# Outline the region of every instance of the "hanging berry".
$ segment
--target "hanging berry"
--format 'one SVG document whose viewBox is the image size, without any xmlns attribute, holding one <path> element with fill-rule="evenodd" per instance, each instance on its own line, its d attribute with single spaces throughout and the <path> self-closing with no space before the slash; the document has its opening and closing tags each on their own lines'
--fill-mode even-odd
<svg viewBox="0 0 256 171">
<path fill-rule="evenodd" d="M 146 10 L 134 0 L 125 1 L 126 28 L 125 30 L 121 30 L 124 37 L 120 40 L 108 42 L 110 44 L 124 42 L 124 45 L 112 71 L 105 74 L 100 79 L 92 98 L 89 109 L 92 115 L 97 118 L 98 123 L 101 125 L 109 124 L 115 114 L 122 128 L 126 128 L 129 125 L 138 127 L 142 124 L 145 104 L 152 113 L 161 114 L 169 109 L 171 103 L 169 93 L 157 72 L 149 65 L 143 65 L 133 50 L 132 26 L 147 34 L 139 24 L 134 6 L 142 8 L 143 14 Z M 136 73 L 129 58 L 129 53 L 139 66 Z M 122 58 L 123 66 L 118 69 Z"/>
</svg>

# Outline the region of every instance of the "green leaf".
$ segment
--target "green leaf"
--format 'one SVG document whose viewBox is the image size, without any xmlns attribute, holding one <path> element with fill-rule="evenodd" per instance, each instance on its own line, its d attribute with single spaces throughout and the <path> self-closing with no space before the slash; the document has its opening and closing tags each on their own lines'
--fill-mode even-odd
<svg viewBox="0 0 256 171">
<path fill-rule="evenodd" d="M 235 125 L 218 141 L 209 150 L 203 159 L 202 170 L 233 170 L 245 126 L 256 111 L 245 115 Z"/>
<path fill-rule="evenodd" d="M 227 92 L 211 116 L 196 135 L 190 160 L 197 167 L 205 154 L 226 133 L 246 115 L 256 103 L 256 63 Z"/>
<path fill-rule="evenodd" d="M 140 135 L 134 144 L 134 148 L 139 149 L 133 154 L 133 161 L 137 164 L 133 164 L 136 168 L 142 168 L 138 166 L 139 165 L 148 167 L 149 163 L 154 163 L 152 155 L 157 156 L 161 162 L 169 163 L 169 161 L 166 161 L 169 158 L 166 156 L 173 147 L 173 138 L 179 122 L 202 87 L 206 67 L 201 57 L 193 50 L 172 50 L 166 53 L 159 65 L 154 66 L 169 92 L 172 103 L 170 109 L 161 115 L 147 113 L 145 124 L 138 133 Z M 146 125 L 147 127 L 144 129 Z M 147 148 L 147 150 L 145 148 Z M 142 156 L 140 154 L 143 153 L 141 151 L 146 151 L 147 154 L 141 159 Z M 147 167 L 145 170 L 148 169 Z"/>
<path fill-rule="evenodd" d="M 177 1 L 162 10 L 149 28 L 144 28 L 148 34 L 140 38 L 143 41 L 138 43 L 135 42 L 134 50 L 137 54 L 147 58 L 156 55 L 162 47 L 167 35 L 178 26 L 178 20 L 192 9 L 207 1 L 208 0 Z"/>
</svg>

--*--

DESCRIPTION OF THE TASK
Which lines in the items above contain the string "target"? Extract each of them in full, treating uppercase and lowercase as different.

FINAL ANSWER
--target "hanging berry"
--target "green leaf"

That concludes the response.